WORK ORDER -
Reproduce verbatim the portion of the article on Jeremy Lau's death in police custody that begins at the words "After a struggle" and ends after "BDN reported Wednesday.".

PROVIDED TEXT -
The Maine State Police issued a statement Wednesday slamming the Bangor Daily News for their article covering the death in police custody of a Patten man last year.
Jeremy Lau, 46, died in police custody on March 1, 2022, after he was arrested by officers from the Maine State Police and the Penobscot County Sheriff’s Office following a report that Lau was vandalizing a woman’s house and threatening people.
The woman who called 911 told dispatch that Lau had broken a window, had access to a knife, and was “on something.”
Lau was reportedly swinging a bat at people while yelling could be heard over the phone by the dispatcher, according to the report of Detective Seth Blodgett of the Attorney General’s Office, which reviewed the case.
Blodgett’s report states that officers had dealt with Lau seven times since July 2021, and that “in the past it has taken four Troopers to get Mr. Lau under control.”
In July 2021, Lau, who had a long criminal history in Maine with several drug-related crimes, was known by officers to use methamphetamine and heroin.
Lau, who had Hepatitis C, once reportedly spit in a trooper’s mouth.
The responding officers on March 1, 2022, arrived at the 911 caller’s home to see Lau attempting to get into the woman’s house.
When offered an ambulance for Lau to “get help,” Lau refused.
After Lau smashed a porch light with his elbow, officers used a taser on him, which was “ineffective.”
A second round was fired at Lau, who continued to “active resist the officers” while they wrestled with him on the ground.
After a struggle on the ground in which he was hit by officers multiple times with “palm strikes” and a Maglite flashlight, Lau was handcuffed and carried to an ambulance on a backboard face down, with a mesh hood covering his face designed to prevent him from spitting on the officers.
The Maine Chief Medical Examiner Mark Flomenbaum determined that Lau had an enlarged heart, and suffered “sudden cardiac death following restraint in the prone position and Taser deployment.
Flomenbaum also found Lau was acutely intoxicated by the combined effects of methamphetamine, fentanyl, and buprenorphine, BDN reported Wednesday.
At the time of Lau’s arrest, he was wanted for missing a court date for an incident in which he allegedly assaulted a Penobscot County sheriff’s deputy and kicked the windshield of the deputy’s cruiser, causing more than $1,000 in damage.
An initial version of the BDN’s article did not include comments from the Maine State Police, Maine Attorney General’s Office, and the Penobscot County Sheriff’s Office.
“The Maine State Police would like to express our disappointment and frustration in response to the Bangor Daily News article regarding the death of Jeremy Lau,” Maine Department of Public Safety Public Information Officer Shannon Moss wrote in a statement Wednesday. “We were told the story would be published ASAP and would be updated with comments from respected agencies as they came in.”
“Irresponsible journalism is when a media outlet is not interested in an agencies comments before publishing an inflammatory article about them,” the statement reads.

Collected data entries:
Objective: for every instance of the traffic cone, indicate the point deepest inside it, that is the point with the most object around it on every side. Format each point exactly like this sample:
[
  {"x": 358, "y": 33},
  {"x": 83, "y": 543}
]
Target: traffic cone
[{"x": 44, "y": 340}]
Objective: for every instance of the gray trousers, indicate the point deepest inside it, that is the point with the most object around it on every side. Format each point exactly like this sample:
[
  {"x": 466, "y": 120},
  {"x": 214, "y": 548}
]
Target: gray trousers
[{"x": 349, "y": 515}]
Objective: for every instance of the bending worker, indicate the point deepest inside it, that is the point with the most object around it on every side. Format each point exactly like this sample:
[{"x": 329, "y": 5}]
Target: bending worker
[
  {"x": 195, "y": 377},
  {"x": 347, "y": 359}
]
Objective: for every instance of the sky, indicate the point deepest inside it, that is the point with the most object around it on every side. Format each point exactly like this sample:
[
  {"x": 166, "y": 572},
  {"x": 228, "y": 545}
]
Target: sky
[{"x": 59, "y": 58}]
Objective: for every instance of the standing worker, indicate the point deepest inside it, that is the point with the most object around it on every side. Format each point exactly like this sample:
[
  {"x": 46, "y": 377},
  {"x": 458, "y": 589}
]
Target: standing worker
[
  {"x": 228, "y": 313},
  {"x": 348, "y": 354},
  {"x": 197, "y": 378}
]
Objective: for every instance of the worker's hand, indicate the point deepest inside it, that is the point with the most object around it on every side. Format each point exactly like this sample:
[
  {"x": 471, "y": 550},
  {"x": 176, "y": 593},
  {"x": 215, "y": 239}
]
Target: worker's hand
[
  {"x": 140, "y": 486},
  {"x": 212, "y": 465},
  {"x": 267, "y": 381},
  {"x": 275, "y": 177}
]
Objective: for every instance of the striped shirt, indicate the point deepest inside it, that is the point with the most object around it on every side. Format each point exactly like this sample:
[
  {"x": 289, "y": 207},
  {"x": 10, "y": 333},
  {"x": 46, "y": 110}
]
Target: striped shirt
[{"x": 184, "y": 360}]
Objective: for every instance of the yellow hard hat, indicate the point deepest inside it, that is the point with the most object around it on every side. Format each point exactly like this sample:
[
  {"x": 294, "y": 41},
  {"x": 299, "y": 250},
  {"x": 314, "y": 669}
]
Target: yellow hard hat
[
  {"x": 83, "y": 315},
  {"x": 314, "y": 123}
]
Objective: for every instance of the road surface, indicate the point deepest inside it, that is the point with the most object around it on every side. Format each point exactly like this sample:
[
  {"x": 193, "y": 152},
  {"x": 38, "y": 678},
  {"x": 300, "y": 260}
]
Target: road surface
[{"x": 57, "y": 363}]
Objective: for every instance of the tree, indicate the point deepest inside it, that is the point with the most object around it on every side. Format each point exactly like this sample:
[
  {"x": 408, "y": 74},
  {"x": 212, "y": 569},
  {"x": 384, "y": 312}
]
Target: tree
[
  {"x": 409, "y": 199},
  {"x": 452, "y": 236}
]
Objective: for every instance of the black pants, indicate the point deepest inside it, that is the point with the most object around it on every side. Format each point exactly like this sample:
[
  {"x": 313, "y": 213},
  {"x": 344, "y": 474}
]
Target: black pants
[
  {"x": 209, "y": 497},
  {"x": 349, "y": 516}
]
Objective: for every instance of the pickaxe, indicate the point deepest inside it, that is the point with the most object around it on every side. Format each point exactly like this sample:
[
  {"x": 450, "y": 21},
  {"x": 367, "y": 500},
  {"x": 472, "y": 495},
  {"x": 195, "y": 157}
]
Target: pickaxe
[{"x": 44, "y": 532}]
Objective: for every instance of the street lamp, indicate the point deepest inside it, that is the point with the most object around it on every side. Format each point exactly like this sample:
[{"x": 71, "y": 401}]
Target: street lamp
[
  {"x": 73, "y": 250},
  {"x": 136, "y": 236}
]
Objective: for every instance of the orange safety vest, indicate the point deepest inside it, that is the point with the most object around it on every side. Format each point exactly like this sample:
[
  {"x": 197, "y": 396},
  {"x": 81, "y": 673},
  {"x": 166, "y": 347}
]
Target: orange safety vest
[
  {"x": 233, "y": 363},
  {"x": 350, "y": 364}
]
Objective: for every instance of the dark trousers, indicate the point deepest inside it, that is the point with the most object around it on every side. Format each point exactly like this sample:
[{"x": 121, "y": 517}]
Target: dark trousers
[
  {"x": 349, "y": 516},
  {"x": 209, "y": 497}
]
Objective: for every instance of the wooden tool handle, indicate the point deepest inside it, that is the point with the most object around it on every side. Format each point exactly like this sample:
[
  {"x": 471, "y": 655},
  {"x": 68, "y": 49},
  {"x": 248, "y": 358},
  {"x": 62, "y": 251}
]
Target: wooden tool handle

EXERCISE ANSWER -
After a struggle on the ground in which he was hit by officers multiple times with “palm strikes” and a Maglite flashlight, Lau was handcuffed and carried to an ambulance on a backboard face down, with a mesh hood covering his face designed to prevent him from spitting on the officers.
The Maine Chief Medical Examiner Mark Flomenbaum determined that Lau had an enlarged heart, and suffered “sudden cardiac death following restraint in the prone position and Taser deployment.
Flomenbaum also found Lau was acutely intoxicated by the combined effects of methamphetamine, fentanyl, and buprenorphine, BDN reported Wednesday.